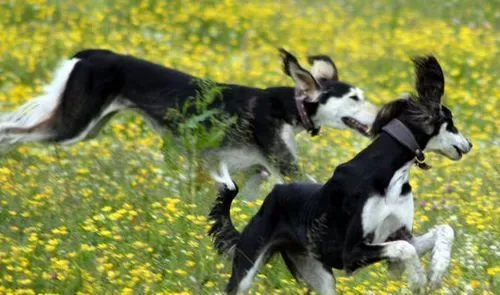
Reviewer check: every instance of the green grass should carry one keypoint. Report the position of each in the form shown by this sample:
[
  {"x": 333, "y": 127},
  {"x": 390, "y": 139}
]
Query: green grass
[{"x": 111, "y": 215}]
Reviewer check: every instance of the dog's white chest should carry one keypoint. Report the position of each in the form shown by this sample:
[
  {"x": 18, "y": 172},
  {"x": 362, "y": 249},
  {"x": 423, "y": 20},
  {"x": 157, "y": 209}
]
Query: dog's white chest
[{"x": 383, "y": 215}]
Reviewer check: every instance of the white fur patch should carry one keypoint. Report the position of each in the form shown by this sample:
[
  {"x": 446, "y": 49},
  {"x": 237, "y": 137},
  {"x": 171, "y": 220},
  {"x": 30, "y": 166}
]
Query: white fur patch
[
  {"x": 314, "y": 274},
  {"x": 288, "y": 136},
  {"x": 245, "y": 284},
  {"x": 404, "y": 251},
  {"x": 383, "y": 215},
  {"x": 441, "y": 254},
  {"x": 40, "y": 108},
  {"x": 224, "y": 176},
  {"x": 117, "y": 105},
  {"x": 331, "y": 113}
]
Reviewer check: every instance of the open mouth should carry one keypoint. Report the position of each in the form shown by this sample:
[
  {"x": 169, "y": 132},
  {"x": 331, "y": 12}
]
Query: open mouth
[
  {"x": 459, "y": 152},
  {"x": 356, "y": 125}
]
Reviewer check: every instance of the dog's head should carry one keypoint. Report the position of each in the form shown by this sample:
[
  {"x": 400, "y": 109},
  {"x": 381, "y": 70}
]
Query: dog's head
[
  {"x": 430, "y": 121},
  {"x": 327, "y": 100}
]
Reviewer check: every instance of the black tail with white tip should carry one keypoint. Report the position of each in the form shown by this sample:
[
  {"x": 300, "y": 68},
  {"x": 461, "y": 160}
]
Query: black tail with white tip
[{"x": 223, "y": 232}]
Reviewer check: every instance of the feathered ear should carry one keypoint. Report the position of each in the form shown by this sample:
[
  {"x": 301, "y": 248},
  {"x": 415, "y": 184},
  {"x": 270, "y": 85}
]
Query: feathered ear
[
  {"x": 303, "y": 79},
  {"x": 430, "y": 81},
  {"x": 323, "y": 68}
]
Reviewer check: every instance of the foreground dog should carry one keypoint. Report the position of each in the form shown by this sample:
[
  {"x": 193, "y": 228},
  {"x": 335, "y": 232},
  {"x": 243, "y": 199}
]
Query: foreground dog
[
  {"x": 363, "y": 214},
  {"x": 95, "y": 84}
]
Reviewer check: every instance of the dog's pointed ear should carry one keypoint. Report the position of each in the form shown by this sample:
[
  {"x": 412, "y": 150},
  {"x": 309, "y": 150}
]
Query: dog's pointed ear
[
  {"x": 304, "y": 81},
  {"x": 430, "y": 81},
  {"x": 323, "y": 68}
]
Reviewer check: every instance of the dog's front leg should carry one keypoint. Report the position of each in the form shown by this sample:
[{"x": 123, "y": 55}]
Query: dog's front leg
[
  {"x": 364, "y": 254},
  {"x": 440, "y": 240}
]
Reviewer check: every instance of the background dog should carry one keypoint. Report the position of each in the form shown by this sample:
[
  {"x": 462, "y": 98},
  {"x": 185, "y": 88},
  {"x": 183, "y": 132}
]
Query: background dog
[
  {"x": 96, "y": 84},
  {"x": 362, "y": 215}
]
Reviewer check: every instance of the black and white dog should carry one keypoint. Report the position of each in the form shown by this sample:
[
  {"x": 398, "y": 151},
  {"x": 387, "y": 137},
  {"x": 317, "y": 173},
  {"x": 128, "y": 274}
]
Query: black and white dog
[
  {"x": 95, "y": 84},
  {"x": 363, "y": 214}
]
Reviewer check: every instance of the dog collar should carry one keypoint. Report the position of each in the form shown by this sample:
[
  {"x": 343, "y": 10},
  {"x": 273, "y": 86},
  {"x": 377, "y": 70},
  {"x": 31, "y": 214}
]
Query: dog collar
[
  {"x": 304, "y": 117},
  {"x": 403, "y": 135}
]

★ ★ ★ ★ ★ ★ ★

# EXERCISE AIM
The data above should be repeated in full and exactly, with no pictures carried over.

# TASK OUTPUT
Reviewer check: every instance of the green grass should carry one keypoint. Report the position of each in the form shown by this sample:
[
  {"x": 333, "y": 127},
  {"x": 390, "y": 139}
]
Query: green grass
[{"x": 111, "y": 215}]
Reviewer check: every instance of the dog's white chest should carry one keypoint. Report the position of each in the form shown by this sample:
[
  {"x": 18, "y": 172},
  {"x": 362, "y": 249},
  {"x": 423, "y": 20},
  {"x": 157, "y": 209}
]
Query: dog's white chest
[{"x": 383, "y": 215}]
Reviewer check: every instance of the white fur patch should carry one keypoint. Report the position of each in the form shown by this sample:
[
  {"x": 446, "y": 49},
  {"x": 237, "y": 137},
  {"x": 171, "y": 220},
  {"x": 30, "y": 166}
]
Query: white fur patch
[
  {"x": 314, "y": 274},
  {"x": 288, "y": 136},
  {"x": 245, "y": 284},
  {"x": 404, "y": 251},
  {"x": 383, "y": 215},
  {"x": 441, "y": 254},
  {"x": 40, "y": 108},
  {"x": 224, "y": 176},
  {"x": 117, "y": 105},
  {"x": 331, "y": 113}
]
Reviewer check: every instance of the open mouth should carry one keypoint. Report the position of each in the form shown by this sample:
[
  {"x": 169, "y": 132},
  {"x": 331, "y": 12}
]
Query: open mouth
[
  {"x": 459, "y": 152},
  {"x": 356, "y": 125}
]
Reviewer check: every instance of the dog's head should carry one keypoint. Report the position of each in the form shown by this sample:
[
  {"x": 400, "y": 109},
  {"x": 381, "y": 70}
]
Query: dog's head
[
  {"x": 430, "y": 121},
  {"x": 327, "y": 100}
]
Reviewer check: every instance of the black tail with white tip should carry one keypoint. Report the position of each in the form shown by this sample:
[
  {"x": 300, "y": 68},
  {"x": 461, "y": 160}
]
Query: black tail with white tip
[{"x": 223, "y": 232}]
Reviewer check: every instance of the feathered ear should carry one keypoint. Report the position of each in the form shown by this sample:
[
  {"x": 301, "y": 248},
  {"x": 415, "y": 184},
  {"x": 270, "y": 85}
]
Query: feathered ear
[
  {"x": 303, "y": 79},
  {"x": 430, "y": 81},
  {"x": 323, "y": 68}
]
Reviewer check: every instance of the foreground dog should carry one keypoint. Report the position of each in the form shown by this sample:
[
  {"x": 193, "y": 228},
  {"x": 335, "y": 232},
  {"x": 243, "y": 199}
]
Query: foreground dog
[
  {"x": 363, "y": 214},
  {"x": 95, "y": 84}
]
Reviewer check: every instance of the dog's pointed ear should carry one keypoint. Report the position of each in the form shown by this sample:
[
  {"x": 412, "y": 150},
  {"x": 309, "y": 150}
]
Query: dog's pointed ear
[
  {"x": 304, "y": 81},
  {"x": 430, "y": 81},
  {"x": 323, "y": 68}
]
Reviewer check: every instance of the dog's front leg should carry one keypoint. Report the position of each in the form shown by this sample:
[{"x": 123, "y": 55}]
Query: dog's front leg
[
  {"x": 364, "y": 254},
  {"x": 440, "y": 240}
]
Reviewer check: every instance of the background dog should carry one keypoint. Report the position of each in the form shown by this sample:
[
  {"x": 462, "y": 98},
  {"x": 185, "y": 88},
  {"x": 183, "y": 132}
]
Query: background dog
[
  {"x": 96, "y": 84},
  {"x": 362, "y": 215}
]
Reviewer check: every instance of the black and white dog should carry one keypoint. Report the position of each in the form shown by this sample:
[
  {"x": 398, "y": 151},
  {"x": 387, "y": 137},
  {"x": 317, "y": 173},
  {"x": 128, "y": 274}
]
Query: black and white dog
[
  {"x": 95, "y": 84},
  {"x": 363, "y": 214}
]
Reviewer check: every instance of the dog collar should carry one keypoint. Report the position of each in the form shown by this sample:
[
  {"x": 343, "y": 10},
  {"x": 273, "y": 86},
  {"x": 377, "y": 70},
  {"x": 31, "y": 214}
]
Query: dog collar
[
  {"x": 304, "y": 117},
  {"x": 403, "y": 135}
]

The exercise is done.